» TASK GOAL:
Without any of the pictures, set down the data below exactly.

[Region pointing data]

Segment Open

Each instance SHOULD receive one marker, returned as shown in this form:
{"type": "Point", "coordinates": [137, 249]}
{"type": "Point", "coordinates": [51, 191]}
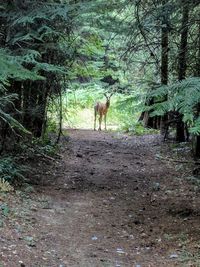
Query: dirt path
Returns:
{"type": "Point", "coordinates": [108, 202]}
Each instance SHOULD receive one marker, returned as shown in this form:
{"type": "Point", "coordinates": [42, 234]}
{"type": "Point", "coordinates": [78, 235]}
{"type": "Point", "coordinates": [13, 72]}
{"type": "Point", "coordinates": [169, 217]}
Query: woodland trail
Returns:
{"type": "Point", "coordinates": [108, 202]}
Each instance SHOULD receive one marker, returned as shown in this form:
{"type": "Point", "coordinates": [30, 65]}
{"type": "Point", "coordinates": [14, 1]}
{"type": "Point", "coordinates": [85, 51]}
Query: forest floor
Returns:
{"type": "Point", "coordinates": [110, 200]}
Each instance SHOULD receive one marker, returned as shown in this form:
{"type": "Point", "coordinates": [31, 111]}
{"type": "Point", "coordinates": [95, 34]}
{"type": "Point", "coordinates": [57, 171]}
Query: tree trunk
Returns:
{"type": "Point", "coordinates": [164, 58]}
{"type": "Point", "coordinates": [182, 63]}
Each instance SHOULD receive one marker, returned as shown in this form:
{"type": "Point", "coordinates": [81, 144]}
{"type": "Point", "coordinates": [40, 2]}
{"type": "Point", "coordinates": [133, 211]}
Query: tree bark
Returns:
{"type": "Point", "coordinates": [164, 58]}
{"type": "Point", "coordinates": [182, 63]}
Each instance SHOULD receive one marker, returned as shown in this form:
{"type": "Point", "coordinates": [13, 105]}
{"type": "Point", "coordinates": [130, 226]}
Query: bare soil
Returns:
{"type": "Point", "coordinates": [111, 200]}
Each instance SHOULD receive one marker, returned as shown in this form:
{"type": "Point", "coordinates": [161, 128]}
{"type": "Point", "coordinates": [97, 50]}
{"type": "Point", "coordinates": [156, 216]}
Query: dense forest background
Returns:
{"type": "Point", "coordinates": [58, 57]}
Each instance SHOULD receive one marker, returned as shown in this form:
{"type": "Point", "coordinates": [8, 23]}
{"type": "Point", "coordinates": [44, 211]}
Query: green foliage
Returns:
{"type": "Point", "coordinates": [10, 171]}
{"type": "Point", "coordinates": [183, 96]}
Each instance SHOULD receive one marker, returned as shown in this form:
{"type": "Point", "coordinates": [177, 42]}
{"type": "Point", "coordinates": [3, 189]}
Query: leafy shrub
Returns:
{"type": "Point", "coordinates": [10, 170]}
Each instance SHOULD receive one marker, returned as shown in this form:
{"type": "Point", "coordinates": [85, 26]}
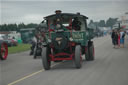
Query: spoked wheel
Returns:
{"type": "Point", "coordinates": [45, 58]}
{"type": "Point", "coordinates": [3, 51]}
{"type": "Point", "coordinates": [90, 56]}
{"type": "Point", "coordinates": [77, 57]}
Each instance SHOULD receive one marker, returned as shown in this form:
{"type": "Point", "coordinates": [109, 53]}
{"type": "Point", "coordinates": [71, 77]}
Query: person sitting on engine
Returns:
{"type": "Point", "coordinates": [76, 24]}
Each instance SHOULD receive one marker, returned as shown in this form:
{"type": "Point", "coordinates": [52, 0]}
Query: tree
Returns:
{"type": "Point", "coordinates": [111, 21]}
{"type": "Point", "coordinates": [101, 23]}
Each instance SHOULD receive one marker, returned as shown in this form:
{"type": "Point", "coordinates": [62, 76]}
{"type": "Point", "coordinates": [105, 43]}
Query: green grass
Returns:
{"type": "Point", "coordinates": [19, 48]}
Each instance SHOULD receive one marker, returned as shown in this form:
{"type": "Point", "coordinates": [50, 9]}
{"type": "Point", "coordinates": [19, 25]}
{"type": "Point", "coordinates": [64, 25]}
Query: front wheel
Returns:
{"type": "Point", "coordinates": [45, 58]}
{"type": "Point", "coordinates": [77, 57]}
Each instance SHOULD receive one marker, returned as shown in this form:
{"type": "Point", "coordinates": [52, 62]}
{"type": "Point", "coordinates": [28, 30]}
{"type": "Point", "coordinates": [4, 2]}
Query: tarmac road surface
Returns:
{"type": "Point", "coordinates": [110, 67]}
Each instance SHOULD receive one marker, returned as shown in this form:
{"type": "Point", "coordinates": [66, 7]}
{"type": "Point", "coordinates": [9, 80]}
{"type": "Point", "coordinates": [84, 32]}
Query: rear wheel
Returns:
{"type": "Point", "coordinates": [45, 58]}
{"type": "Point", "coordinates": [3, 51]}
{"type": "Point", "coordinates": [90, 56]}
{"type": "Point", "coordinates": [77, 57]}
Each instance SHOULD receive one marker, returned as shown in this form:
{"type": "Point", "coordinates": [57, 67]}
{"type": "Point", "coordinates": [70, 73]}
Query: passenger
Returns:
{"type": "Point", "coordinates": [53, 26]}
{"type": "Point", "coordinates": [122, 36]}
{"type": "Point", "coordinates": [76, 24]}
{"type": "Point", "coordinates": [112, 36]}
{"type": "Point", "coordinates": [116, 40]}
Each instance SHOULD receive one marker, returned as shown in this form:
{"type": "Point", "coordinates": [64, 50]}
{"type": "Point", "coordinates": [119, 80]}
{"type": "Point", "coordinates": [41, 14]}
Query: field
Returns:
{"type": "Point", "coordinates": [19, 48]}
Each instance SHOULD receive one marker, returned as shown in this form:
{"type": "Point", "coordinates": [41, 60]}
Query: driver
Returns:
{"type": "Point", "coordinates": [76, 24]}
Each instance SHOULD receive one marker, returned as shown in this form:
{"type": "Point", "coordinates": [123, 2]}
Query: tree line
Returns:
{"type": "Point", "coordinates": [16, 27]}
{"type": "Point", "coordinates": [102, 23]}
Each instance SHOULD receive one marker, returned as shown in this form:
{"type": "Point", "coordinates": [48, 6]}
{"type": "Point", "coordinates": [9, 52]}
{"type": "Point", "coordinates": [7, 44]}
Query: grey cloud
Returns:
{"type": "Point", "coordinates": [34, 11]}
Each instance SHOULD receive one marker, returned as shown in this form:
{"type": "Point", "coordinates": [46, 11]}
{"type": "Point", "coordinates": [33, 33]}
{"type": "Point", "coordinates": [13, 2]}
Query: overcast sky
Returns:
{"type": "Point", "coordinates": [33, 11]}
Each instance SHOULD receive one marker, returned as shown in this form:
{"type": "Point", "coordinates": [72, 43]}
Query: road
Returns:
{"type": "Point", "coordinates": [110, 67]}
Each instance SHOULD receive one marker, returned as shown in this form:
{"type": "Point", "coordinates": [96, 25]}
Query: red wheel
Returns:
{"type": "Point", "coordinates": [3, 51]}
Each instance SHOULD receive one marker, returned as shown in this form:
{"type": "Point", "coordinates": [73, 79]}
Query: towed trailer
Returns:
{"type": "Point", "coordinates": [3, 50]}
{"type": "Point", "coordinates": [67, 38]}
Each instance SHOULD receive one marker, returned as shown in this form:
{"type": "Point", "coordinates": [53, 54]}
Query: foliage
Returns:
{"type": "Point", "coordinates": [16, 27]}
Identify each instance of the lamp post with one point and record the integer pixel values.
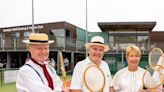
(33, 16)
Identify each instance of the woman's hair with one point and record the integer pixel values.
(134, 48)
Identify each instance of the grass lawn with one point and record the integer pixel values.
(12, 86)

Segment Closed

» RESPONSE TO THE EXERCISE:
Each instance SHOULD receive one marker, returned as shown in this form:
{"type": "Point", "coordinates": [137, 249]}
{"type": "Point", "coordinates": [51, 191]}
Query: dirt path
Returns:
{"type": "Point", "coordinates": [108, 202]}
Each instance SHOULD receive one marker, returned as shown in this form:
{"type": "Point", "coordinates": [42, 234]}
{"type": "Point", "coordinates": [78, 235]}
{"type": "Point", "coordinates": [13, 72]}
{"type": "Point", "coordinates": [169, 217]}
Query: woodland trail
Returns:
{"type": "Point", "coordinates": [108, 202]}
Each instance SHOULD receive one marker, returned as shown in this form:
{"type": "Point", "coordinates": [30, 65]}
{"type": "Point", "coordinates": [14, 1]}
{"type": "Point", "coordinates": [85, 51]}
Query: forest floor
Returns:
{"type": "Point", "coordinates": [110, 200]}
Each instance SHOULD receive one marker, returned as shown in this form:
{"type": "Point", "coordinates": [31, 111]}
{"type": "Point", "coordinates": [95, 34]}
{"type": "Point", "coordinates": [57, 171]}
Query: tree trunk
Returns:
{"type": "Point", "coordinates": [164, 58]}
{"type": "Point", "coordinates": [182, 63]}
Each instance SHOULD receive one marker, returned as shown in this form:
{"type": "Point", "coordinates": [81, 144]}
{"type": "Point", "coordinates": [40, 2]}
{"type": "Point", "coordinates": [133, 211]}
Query: tree bark
Returns:
{"type": "Point", "coordinates": [164, 58]}
{"type": "Point", "coordinates": [182, 63]}
Each instance SHOULD receive one marker, returned as shown in this form:
{"type": "Point", "coordinates": [13, 105]}
{"type": "Point", "coordinates": [130, 226]}
Query: bare soil
Returns:
{"type": "Point", "coordinates": [111, 200]}
Each instance SHOULD receive one marker, returned as shown in this form:
{"type": "Point", "coordinates": [161, 128]}
{"type": "Point", "coordinates": [97, 50]}
{"type": "Point", "coordinates": [156, 216]}
Query: dense forest background
Returns:
{"type": "Point", "coordinates": [58, 57]}
Each instance SHOULD receive one marker, returned as shown in this form:
{"type": "Point", "coordinates": [8, 23]}
{"type": "Point", "coordinates": [44, 211]}
Query: green foliage
Returns:
{"type": "Point", "coordinates": [10, 171]}
{"type": "Point", "coordinates": [183, 96]}
Each instance SHOULD receive one marker, returned as shown in this form:
{"type": "Point", "coordinates": [177, 42]}
{"type": "Point", "coordinates": [3, 189]}
Query: leafy shrub
Returns:
{"type": "Point", "coordinates": [10, 170]}
Each instance SHOULD receive one marker, returned as shown in this form:
{"type": "Point", "coordinates": [85, 26]}
Query: spoked wheel
Returns:
{"type": "Point", "coordinates": [45, 58]}
{"type": "Point", "coordinates": [3, 51]}
{"type": "Point", "coordinates": [90, 56]}
{"type": "Point", "coordinates": [77, 57]}
Each instance SHOULD receive one marker, returned as shown in this form:
{"type": "Point", "coordinates": [109, 53]}
{"type": "Point", "coordinates": [71, 77]}
Query: person sitting on engine
Returns:
{"type": "Point", "coordinates": [76, 24]}
Each instance SHOULD receive one marker, returned as shown in this form:
{"type": "Point", "coordinates": [52, 0]}
Query: tree
Returns:
{"type": "Point", "coordinates": [111, 21]}
{"type": "Point", "coordinates": [101, 23]}
Each instance SHOULD receive one marker, returned as shown in this form:
{"type": "Point", "coordinates": [62, 76]}
{"type": "Point", "coordinates": [105, 43]}
Query: green grass
Returns:
{"type": "Point", "coordinates": [19, 48]}
Each instance SHOULD receive one marker, returned as shown in this form:
{"type": "Point", "coordinates": [50, 9]}
{"type": "Point", "coordinates": [19, 25]}
{"type": "Point", "coordinates": [64, 25]}
Query: front wheel
Returns:
{"type": "Point", "coordinates": [45, 58]}
{"type": "Point", "coordinates": [77, 57]}
Each instance SHOULD receive one marker, returned as shown in this form:
{"type": "Point", "coordinates": [52, 62]}
{"type": "Point", "coordinates": [28, 30]}
{"type": "Point", "coordinates": [4, 2]}
Query: tarmac road surface
Returns:
{"type": "Point", "coordinates": [110, 67]}
Each instance SHOULD receive one marker, returned as shown in this form:
{"type": "Point", "coordinates": [66, 7]}
{"type": "Point", "coordinates": [9, 80]}
{"type": "Point", "coordinates": [84, 32]}
Query: rear wheel
Returns:
{"type": "Point", "coordinates": [45, 58]}
{"type": "Point", "coordinates": [3, 51]}
{"type": "Point", "coordinates": [90, 56]}
{"type": "Point", "coordinates": [77, 57]}
Each instance SHOULD receive one marker, returned as shown in this form:
{"type": "Point", "coordinates": [57, 67]}
{"type": "Point", "coordinates": [70, 73]}
Query: passenger
Returns:
{"type": "Point", "coordinates": [53, 26]}
{"type": "Point", "coordinates": [122, 36]}
{"type": "Point", "coordinates": [76, 24]}
{"type": "Point", "coordinates": [112, 36]}
{"type": "Point", "coordinates": [116, 40]}
Each instance SHOULD receive one marker, returned as shown in this form:
{"type": "Point", "coordinates": [64, 50]}
{"type": "Point", "coordinates": [119, 80]}
{"type": "Point", "coordinates": [41, 14]}
Query: field
Returns:
{"type": "Point", "coordinates": [19, 48]}
Each instance SHOULD receive one marker, returned as shown in this form:
{"type": "Point", "coordinates": [41, 60]}
Query: driver
Returns:
{"type": "Point", "coordinates": [76, 24]}
Each instance SHOULD receive one marker, returned as shown in this form:
{"type": "Point", "coordinates": [123, 2]}
Query: tree line
Returns:
{"type": "Point", "coordinates": [16, 27]}
{"type": "Point", "coordinates": [102, 23]}
Each instance SHOULD receive one marker, returned as shown in this form:
{"type": "Point", "coordinates": [48, 6]}
{"type": "Point", "coordinates": [9, 52]}
{"type": "Point", "coordinates": [7, 44]}
Query: grey cloud
Returns:
{"type": "Point", "coordinates": [34, 11]}
Each instance SHOULD receive one marker, returned as shown in this form:
{"type": "Point", "coordinates": [46, 11]}
{"type": "Point", "coordinates": [33, 33]}
{"type": "Point", "coordinates": [13, 2]}
Query: overcast sky
Returns:
{"type": "Point", "coordinates": [33, 11]}
Each instance SHOULD receive one marker, returned as shown in this form:
{"type": "Point", "coordinates": [72, 43]}
Query: road
Returns:
{"type": "Point", "coordinates": [110, 67]}
Each instance SHOULD receive one marker, returned as shown in this form:
{"type": "Point", "coordinates": [96, 25]}
Query: red wheel
Returns:
{"type": "Point", "coordinates": [3, 51]}
Each instance SHOULD receive one marker, returned as shown in this form:
{"type": "Point", "coordinates": [73, 79]}
Query: towed trailer
Returns:
{"type": "Point", "coordinates": [3, 50]}
{"type": "Point", "coordinates": [67, 38]}
Each instance SHOULD receive one marker, returned as shown in this form:
{"type": "Point", "coordinates": [53, 54]}
Query: foliage
Returns:
{"type": "Point", "coordinates": [16, 27]}
Identify each instance of the lamp post with one point and record the integer pixel values.
(33, 16)
Identify each instance of the woman's hair with one point and record the integer pixel values.
(134, 48)
Identify each instance of the grass lawn with one point and record the integer pixel values.
(12, 86)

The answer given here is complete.